TASK PROMPT:
Could you repeat the entries character for character, from their very beginning through the line containing "M 92 299 L 85", that line included, with the pictures left out?

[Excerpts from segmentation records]
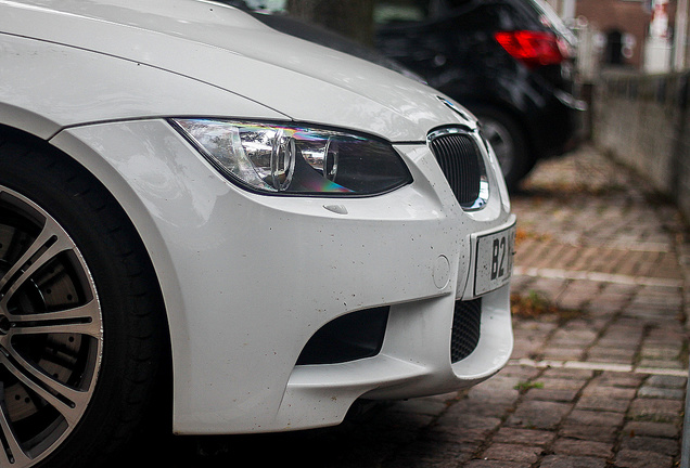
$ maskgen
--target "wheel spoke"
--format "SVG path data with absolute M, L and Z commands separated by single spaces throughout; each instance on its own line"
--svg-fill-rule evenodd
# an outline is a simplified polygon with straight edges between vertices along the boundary
M 92 299 L 85 306 L 59 312 L 12 315 L 12 329 L 8 336 L 40 334 L 80 334 L 101 339 L 103 330 L 100 323 L 100 306 Z
M 4 467 L 12 464 L 17 466 L 27 466 L 30 458 L 24 453 L 24 450 L 20 445 L 20 441 L 17 440 L 8 418 L 8 412 L 4 403 L 0 405 L 0 433 L 2 433 L 3 442 L 7 443 L 7 447 L 12 454 L 10 457 L 5 450 L 0 450 L 0 466 Z
M 8 310 L 12 295 L 34 274 L 58 253 L 71 250 L 74 246 L 60 226 L 51 219 L 46 220 L 41 233 L 29 248 L 0 278 L 0 310 Z
M 58 410 L 69 426 L 79 420 L 90 398 L 88 391 L 74 390 L 59 382 L 12 349 L 0 351 L 0 364 L 4 365 L 24 386 Z

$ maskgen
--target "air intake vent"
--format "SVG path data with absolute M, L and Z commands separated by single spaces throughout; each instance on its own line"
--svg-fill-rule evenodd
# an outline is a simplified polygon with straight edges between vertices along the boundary
M 480 342 L 482 325 L 482 299 L 456 301 L 450 338 L 450 362 L 462 361 Z
M 482 208 L 488 199 L 488 179 L 475 140 L 460 130 L 445 129 L 432 133 L 429 142 L 460 206 Z

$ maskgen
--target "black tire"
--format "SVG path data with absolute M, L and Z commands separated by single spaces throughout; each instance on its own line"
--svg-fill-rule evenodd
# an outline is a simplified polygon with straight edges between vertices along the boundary
M 506 184 L 511 191 L 518 188 L 536 162 L 529 154 L 524 131 L 508 114 L 494 108 L 480 108 L 474 115 L 496 152 Z
M 0 467 L 102 466 L 151 399 L 165 329 L 114 198 L 66 156 L 0 133 Z

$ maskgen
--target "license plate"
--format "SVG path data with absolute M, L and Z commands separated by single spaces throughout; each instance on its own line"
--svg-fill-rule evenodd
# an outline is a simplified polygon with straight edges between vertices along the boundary
M 515 225 L 476 239 L 474 295 L 480 296 L 503 286 L 513 271 Z

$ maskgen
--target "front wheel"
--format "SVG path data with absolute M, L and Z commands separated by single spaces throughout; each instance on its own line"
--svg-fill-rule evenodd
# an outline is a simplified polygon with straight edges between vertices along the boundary
M 146 258 L 84 169 L 0 141 L 0 467 L 98 466 L 132 431 L 162 354 Z

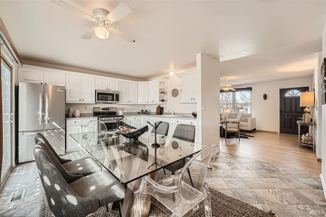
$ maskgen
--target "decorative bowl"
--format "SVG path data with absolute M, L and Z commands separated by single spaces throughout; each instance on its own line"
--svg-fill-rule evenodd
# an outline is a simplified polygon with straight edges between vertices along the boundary
M 137 129 L 135 127 L 134 127 L 132 126 L 130 126 L 126 123 L 124 123 L 123 121 L 120 121 L 119 123 L 119 125 L 118 126 L 118 128 L 120 126 L 122 126 L 124 127 L 127 128 L 128 129 Z M 142 135 L 143 133 L 145 132 L 148 131 L 148 126 L 146 125 L 143 127 L 140 128 L 137 130 L 133 131 L 130 132 L 120 132 L 119 133 L 121 135 L 123 135 L 124 137 L 128 139 L 130 139 L 132 140 L 134 140 L 137 139 L 138 138 Z

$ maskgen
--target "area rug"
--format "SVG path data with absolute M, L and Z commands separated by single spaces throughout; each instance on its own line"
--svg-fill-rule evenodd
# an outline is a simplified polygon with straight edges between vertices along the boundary
M 160 173 L 159 173 L 159 174 Z M 41 186 L 41 206 L 39 216 L 52 217 L 49 208 L 43 187 Z M 244 202 L 240 201 L 224 194 L 221 193 L 213 188 L 209 188 L 211 193 L 212 215 L 221 217 L 268 217 L 275 216 L 275 214 L 266 212 L 259 209 Z M 118 216 L 117 210 L 106 211 L 105 206 L 102 206 L 96 212 L 90 214 L 87 217 L 113 217 Z M 152 205 L 149 216 L 166 216 L 161 210 L 156 206 Z M 193 215 L 197 217 L 205 216 L 203 206 L 199 209 Z
M 240 138 L 242 139 L 250 139 L 250 137 L 255 137 L 252 135 L 248 135 L 246 133 L 240 133 Z M 237 138 L 238 135 L 235 132 L 228 132 L 226 134 L 227 139 Z

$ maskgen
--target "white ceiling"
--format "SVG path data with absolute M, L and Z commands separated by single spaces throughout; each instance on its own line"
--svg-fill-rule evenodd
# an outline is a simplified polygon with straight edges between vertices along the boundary
M 120 1 L 65 2 L 93 15 Z M 141 79 L 221 62 L 221 84 L 311 76 L 321 50 L 325 1 L 126 1 L 132 12 L 111 26 L 133 36 L 80 36 L 96 23 L 49 0 L 1 0 L 0 16 L 23 60 Z

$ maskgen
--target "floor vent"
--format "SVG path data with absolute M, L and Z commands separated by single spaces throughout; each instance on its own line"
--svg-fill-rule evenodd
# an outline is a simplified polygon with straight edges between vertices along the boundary
M 24 199 L 24 197 L 25 197 L 25 192 L 26 192 L 26 189 L 23 189 L 22 190 L 16 191 L 15 192 L 13 192 L 10 195 L 10 197 L 9 198 L 9 200 L 8 200 L 8 202 L 7 203 L 7 204 L 10 203 L 12 203 L 13 202 L 16 202 L 18 200 L 22 200 Z

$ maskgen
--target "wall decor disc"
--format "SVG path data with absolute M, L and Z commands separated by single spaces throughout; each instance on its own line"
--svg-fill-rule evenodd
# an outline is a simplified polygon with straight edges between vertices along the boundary
M 178 90 L 178 89 L 175 88 L 172 90 L 171 94 L 172 94 L 172 96 L 173 97 L 176 97 L 179 95 L 179 91 Z
M 179 144 L 176 141 L 173 141 L 171 143 L 171 146 L 174 149 L 176 149 L 179 148 Z

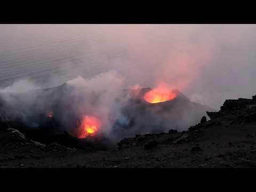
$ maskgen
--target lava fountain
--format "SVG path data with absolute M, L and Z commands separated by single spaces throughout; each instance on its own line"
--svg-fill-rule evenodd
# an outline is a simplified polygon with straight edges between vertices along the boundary
M 78 127 L 77 137 L 83 139 L 89 135 L 92 136 L 99 131 L 100 126 L 99 119 L 91 116 L 84 116 Z
M 156 103 L 172 100 L 176 97 L 177 93 L 170 89 L 166 84 L 161 83 L 156 88 L 147 92 L 144 95 L 144 99 L 150 103 Z

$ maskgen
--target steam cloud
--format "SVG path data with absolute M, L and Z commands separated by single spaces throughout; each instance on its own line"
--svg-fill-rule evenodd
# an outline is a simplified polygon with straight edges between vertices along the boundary
M 47 27 L 35 26 L 39 31 Z M 60 30 L 66 32 L 66 38 L 77 36 L 85 40 L 79 41 L 74 49 L 81 53 L 79 65 L 65 62 L 62 66 L 65 77 L 52 75 L 48 84 L 55 86 L 67 82 L 72 92 L 61 98 L 79 101 L 72 109 L 78 114 L 100 116 L 106 134 L 110 134 L 113 125 L 109 115 L 123 125 L 131 123 L 121 113 L 129 97 L 116 102 L 127 87 L 154 87 L 163 82 L 191 100 L 216 109 L 226 99 L 249 98 L 255 94 L 254 25 L 51 25 L 51 28 L 52 31 L 46 37 L 51 41 L 60 38 L 55 35 Z M 86 35 L 79 31 L 86 31 Z M 98 38 L 90 38 L 90 34 L 96 34 Z M 38 36 L 36 34 L 31 38 Z M 97 68 L 93 63 L 99 65 L 100 69 L 88 77 L 84 69 Z M 56 95 L 51 101 L 43 99 L 38 103 L 40 93 L 36 93 L 29 98 L 20 96 L 19 102 L 22 104 L 17 103 L 15 92 L 39 88 L 31 81 L 21 80 L 1 92 L 6 93 L 2 99 L 10 106 L 18 105 L 20 110 L 25 106 L 28 109 L 36 106 L 37 113 L 45 113 L 46 108 L 62 99 Z M 24 118 L 34 112 L 27 109 Z M 69 114 L 67 112 L 65 115 L 63 119 Z M 184 122 L 189 115 L 180 117 Z

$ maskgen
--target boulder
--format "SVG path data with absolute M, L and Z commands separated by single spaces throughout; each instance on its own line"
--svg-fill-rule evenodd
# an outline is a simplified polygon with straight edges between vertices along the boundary
M 204 116 L 202 117 L 201 121 L 200 121 L 200 123 L 205 123 L 206 122 L 207 122 L 206 117 Z
M 158 145 L 158 142 L 155 140 L 150 140 L 144 146 L 144 148 L 146 150 L 151 149 L 156 147 Z

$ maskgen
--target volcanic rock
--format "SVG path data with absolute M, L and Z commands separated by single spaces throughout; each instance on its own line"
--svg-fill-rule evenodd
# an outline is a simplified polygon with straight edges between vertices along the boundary
M 219 112 L 209 112 L 206 111 L 206 114 L 210 117 L 211 119 L 213 119 L 218 118 L 219 116 Z
M 151 149 L 156 147 L 158 145 L 158 142 L 155 140 L 150 140 L 144 146 L 144 148 L 146 150 Z
M 22 141 L 26 140 L 26 137 L 19 130 L 12 128 L 9 128 L 7 129 L 6 134 L 4 136 L 4 139 L 6 140 Z
M 173 141 L 174 144 L 179 144 L 183 141 L 187 141 L 189 135 L 188 134 L 183 134 L 182 135 L 178 138 L 175 141 Z
M 45 145 L 42 144 L 42 143 L 39 143 L 39 142 L 37 142 L 37 141 L 35 141 L 31 140 L 31 142 L 34 145 L 35 145 L 35 146 L 36 146 L 37 147 L 41 147 L 42 148 L 45 148 L 45 147 L 46 147 L 46 146 Z
M 170 130 L 169 131 L 169 133 L 178 133 L 178 131 L 177 130 Z
M 204 116 L 202 117 L 201 121 L 200 121 L 200 123 L 205 123 L 206 121 L 207 121 L 206 117 Z

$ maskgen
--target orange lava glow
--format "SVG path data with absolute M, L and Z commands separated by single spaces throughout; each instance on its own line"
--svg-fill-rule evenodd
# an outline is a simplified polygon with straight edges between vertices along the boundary
M 177 94 L 165 84 L 159 84 L 158 86 L 147 92 L 144 99 L 150 103 L 156 103 L 174 99 Z
M 52 112 L 50 112 L 48 114 L 47 114 L 47 116 L 49 117 L 52 118 Z
M 78 127 L 77 137 L 78 138 L 83 139 L 89 135 L 93 135 L 99 130 L 100 126 L 99 119 L 91 116 L 85 116 Z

COMPLETED EXERCISE:
$ maskgen
--target "wheel spoke"
--format "SVG path data with absolute M, L and Z commands separated by single spaces throughout; each instance on its own line"
--svg-fill-rule evenodd
# an outline is a simplified polygon with straight edges between vertices along the boundary
M 92 299 L 85 306 L 59 312 L 12 315 L 12 329 L 8 336 L 40 334 L 80 334 L 101 339 L 103 330 L 100 323 L 100 306 Z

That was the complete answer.